(Work to complete): Everything in the data should be repeated exactly, save for the images.

··· Exercise inputs ···

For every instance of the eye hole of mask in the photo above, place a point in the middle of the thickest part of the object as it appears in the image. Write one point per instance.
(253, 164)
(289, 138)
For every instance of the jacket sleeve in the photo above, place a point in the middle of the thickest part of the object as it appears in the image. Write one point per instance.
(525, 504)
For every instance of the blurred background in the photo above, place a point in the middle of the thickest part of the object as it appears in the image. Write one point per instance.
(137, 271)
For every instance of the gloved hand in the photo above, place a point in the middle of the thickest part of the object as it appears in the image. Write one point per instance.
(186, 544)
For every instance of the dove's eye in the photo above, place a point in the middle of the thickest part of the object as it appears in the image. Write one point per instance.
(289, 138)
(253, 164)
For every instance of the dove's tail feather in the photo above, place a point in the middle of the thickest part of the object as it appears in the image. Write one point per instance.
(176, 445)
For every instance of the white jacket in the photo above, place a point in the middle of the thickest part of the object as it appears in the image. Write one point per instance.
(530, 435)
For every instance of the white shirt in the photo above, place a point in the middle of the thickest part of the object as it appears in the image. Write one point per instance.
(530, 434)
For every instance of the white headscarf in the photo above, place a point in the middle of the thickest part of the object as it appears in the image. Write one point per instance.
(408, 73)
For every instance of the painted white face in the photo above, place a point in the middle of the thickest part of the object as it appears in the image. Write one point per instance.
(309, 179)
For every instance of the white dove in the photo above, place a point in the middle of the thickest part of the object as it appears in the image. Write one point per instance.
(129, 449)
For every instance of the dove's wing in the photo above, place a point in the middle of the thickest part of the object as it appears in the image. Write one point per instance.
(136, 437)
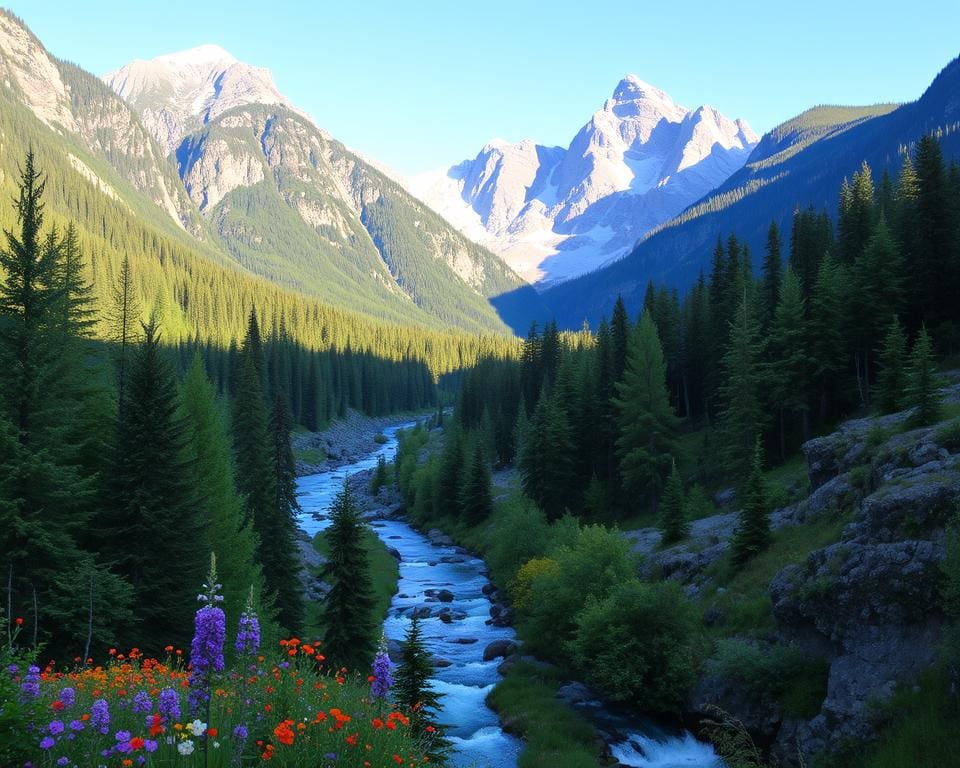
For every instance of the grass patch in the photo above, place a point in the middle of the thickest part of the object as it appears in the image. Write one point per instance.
(555, 735)
(922, 730)
(745, 602)
(384, 573)
(310, 455)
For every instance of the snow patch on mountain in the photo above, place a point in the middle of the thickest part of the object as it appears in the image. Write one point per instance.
(553, 213)
(178, 93)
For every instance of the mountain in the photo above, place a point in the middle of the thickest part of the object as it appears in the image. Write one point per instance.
(553, 213)
(800, 163)
(107, 175)
(289, 202)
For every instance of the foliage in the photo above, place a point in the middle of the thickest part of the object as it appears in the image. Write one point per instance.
(553, 733)
(638, 644)
(347, 617)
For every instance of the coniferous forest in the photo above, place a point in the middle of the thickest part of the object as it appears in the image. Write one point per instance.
(281, 481)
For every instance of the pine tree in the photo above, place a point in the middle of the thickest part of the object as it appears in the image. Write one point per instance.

···

(Solution for this problem):
For every instance of the eye hole of mask in the photo above, place a point in the middle of the thickest part of the object as it appears in the image. Write one point per instance.
(253, 164)
(289, 138)
For every instance of the jacket sleeve in the photo above, place a point in the middle of the thickest part of the object as it appears in the image. Write one point per instance.
(525, 504)
For every instance of the blurred background in the photo above, place a point in the middle of the thickest part of the object as it appears in the image. Write one point per instance.
(137, 271)
For every instance of the gloved hand in the photo above, place a point in the middle of the thickest part of the object as it appears in the image. Write one point per instance.
(186, 544)
For every instance of the dove's eye in the photo above, place a point in the middle of the thickest part of the object as it appears in the image. Write one point per instance.
(289, 138)
(253, 164)
For every instance of the dove's tail feather in the photo above, place a point in the middle of the thickest part of the object as it appears in the image. Write one point per instance.
(176, 445)
For every instance of the white jacket in the photo above, place a point in the middle of the thickest part of the object as it appears in the image. Write one point per instance.
(530, 435)
For every instance of the white shirt in the photo above, place a point in the middle of the thickest part of the object as it appears in the image. Write one point per instance.
(530, 434)
For every instance of the white headscarf in the photo above, place a point in the middle of the thickest part of the object as it appears in the image. Write one point per instance.
(408, 73)
For every instance of the painted white face in the photo above, place a point in the middle of the thickest part of the object as it appears in the image. Write one point per instance.
(309, 179)
For every instance of the white dove in the photo above, place a point in the middle of the thickest part of the object as it appears in the image. Write one point per instance.
(129, 449)
For every instance of the dove's wing in the photo above, place a point in the middle of the thickest part of the object as it appears in the image. Write one point per instance.
(136, 437)
For every instance of the grass patch in the photo above, place a point in the middle of the thickest part of the object as it appears in the image. Write one point per instance.
(555, 735)
(922, 730)
(745, 602)
(384, 573)
(310, 455)
For every instance of the snow patch on mountain in the photo above, place a point in the middle of the thickest part of the object as it appears in the image. Write one point per instance.
(553, 213)
(178, 93)
For every instance of the mountain in the photo above, place a point in the middle of the thickest part of the object as it appears in the image. Write one point per instance.
(553, 213)
(800, 163)
(107, 175)
(289, 202)
For every instance of the foliage in the photo above, place a point in the middle of the thickest part of the object as it appears in the image. Write one point per instance.
(553, 733)
(638, 644)
(347, 617)
For every instance of the coniferous forest in the photo above, place a point in the middle of the thickest part of the object as it appears in the image. Write one point per instance.
(281, 481)
For every instance of the pine tree in the photo above, place a point in the middle of the thickest part of the object as it appears in the image. Write one point per instance.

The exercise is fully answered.